> **To do**
Which lines of the material below contain the string "hand"? Copy each such line in full.

> **Data in this exercise**
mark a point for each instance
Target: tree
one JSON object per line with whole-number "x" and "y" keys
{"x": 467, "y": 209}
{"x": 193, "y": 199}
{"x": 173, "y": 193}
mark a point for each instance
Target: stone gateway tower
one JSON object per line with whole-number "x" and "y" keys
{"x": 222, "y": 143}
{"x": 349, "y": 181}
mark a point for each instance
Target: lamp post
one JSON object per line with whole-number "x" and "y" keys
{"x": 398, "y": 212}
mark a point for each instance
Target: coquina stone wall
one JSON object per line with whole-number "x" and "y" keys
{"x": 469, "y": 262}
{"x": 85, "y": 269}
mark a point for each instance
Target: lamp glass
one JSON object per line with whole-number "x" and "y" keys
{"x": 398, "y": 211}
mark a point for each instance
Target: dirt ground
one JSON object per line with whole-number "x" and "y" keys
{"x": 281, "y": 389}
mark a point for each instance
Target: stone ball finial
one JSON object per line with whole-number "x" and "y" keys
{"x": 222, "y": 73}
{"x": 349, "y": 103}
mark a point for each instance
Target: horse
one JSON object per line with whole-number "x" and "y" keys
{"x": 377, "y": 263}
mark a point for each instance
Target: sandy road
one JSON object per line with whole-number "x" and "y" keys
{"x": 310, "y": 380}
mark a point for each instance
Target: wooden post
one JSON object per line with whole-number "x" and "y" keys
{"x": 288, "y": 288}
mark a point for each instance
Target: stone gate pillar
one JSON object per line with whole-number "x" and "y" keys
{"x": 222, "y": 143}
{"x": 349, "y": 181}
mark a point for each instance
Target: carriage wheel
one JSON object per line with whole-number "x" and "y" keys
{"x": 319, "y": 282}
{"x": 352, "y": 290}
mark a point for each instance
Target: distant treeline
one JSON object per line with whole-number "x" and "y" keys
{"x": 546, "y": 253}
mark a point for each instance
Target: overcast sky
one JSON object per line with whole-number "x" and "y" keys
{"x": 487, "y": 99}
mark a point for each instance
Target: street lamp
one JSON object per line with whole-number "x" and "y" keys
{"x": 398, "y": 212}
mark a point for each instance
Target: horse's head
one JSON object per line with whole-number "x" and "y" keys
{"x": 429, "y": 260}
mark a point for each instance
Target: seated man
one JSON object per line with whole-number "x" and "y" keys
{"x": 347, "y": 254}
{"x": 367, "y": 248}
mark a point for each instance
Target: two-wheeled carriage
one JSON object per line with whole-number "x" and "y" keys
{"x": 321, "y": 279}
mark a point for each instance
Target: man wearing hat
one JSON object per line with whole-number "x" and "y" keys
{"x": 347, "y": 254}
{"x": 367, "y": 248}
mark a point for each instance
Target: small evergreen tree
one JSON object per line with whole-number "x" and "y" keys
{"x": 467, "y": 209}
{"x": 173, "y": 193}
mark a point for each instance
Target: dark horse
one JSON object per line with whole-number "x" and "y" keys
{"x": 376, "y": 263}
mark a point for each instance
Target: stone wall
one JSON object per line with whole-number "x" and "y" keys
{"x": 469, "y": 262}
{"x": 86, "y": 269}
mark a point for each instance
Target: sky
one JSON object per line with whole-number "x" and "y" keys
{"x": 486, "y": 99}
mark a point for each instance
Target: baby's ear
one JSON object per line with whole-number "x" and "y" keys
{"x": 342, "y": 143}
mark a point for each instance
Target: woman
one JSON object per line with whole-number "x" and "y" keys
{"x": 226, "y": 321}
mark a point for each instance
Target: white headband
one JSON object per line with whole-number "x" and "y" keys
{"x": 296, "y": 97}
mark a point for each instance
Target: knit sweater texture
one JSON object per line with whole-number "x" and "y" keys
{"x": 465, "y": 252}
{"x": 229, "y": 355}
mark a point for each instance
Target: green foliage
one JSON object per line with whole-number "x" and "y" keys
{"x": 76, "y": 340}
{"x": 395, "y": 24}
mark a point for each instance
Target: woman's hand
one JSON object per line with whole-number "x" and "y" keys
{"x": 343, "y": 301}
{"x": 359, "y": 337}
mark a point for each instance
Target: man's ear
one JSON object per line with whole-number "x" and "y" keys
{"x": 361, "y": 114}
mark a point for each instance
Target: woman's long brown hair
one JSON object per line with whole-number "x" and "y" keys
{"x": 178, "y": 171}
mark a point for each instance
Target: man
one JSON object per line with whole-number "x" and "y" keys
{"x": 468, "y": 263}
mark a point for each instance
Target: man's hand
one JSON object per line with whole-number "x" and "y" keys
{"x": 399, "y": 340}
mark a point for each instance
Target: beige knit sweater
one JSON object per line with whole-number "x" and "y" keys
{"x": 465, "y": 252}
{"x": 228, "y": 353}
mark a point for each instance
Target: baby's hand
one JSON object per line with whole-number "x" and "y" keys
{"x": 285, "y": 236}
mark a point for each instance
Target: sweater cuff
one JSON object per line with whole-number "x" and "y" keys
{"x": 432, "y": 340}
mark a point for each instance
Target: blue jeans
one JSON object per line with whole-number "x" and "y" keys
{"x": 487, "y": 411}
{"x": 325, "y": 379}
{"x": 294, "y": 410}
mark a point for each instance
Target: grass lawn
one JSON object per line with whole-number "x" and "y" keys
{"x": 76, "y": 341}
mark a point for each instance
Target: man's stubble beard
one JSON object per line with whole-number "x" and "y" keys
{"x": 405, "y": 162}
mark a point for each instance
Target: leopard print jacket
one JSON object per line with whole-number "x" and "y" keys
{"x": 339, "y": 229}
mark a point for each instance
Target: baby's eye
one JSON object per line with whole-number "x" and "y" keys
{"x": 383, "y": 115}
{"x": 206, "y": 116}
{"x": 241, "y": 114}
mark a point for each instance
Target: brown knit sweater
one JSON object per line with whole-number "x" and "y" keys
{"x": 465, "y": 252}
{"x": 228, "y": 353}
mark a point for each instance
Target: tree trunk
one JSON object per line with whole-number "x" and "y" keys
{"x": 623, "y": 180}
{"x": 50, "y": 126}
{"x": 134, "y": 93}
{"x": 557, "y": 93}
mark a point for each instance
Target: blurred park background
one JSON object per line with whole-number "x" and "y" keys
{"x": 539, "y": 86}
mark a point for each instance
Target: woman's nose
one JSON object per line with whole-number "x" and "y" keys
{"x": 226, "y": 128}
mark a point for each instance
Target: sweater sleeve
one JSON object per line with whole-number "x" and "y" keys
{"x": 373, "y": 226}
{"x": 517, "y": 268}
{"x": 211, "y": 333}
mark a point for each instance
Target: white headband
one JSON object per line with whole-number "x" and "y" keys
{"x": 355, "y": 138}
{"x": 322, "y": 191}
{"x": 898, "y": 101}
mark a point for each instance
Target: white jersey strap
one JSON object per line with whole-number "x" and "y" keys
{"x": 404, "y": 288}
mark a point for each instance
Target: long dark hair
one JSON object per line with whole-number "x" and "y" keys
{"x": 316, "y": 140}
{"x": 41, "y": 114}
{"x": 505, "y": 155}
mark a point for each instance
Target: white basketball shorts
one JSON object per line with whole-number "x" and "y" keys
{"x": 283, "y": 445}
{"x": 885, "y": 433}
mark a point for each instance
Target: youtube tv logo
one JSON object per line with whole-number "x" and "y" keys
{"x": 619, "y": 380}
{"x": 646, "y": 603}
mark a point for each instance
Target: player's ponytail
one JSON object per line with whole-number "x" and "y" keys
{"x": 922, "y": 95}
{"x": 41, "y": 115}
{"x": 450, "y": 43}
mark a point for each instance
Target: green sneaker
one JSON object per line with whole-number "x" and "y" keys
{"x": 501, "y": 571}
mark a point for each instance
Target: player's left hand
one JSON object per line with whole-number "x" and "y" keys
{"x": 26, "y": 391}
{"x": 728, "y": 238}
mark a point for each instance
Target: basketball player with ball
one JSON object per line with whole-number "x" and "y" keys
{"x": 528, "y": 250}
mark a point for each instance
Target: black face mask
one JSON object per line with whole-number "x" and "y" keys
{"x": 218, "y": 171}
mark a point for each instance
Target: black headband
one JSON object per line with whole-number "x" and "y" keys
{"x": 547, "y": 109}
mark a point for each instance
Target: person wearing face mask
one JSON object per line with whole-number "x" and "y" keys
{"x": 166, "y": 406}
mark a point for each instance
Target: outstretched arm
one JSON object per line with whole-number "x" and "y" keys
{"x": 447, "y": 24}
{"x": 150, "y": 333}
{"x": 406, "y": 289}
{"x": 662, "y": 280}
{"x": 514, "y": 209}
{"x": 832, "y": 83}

> **Task response**
Target: woman's hand
Target: man's hand
Target: baby's hand
Target: player's left hand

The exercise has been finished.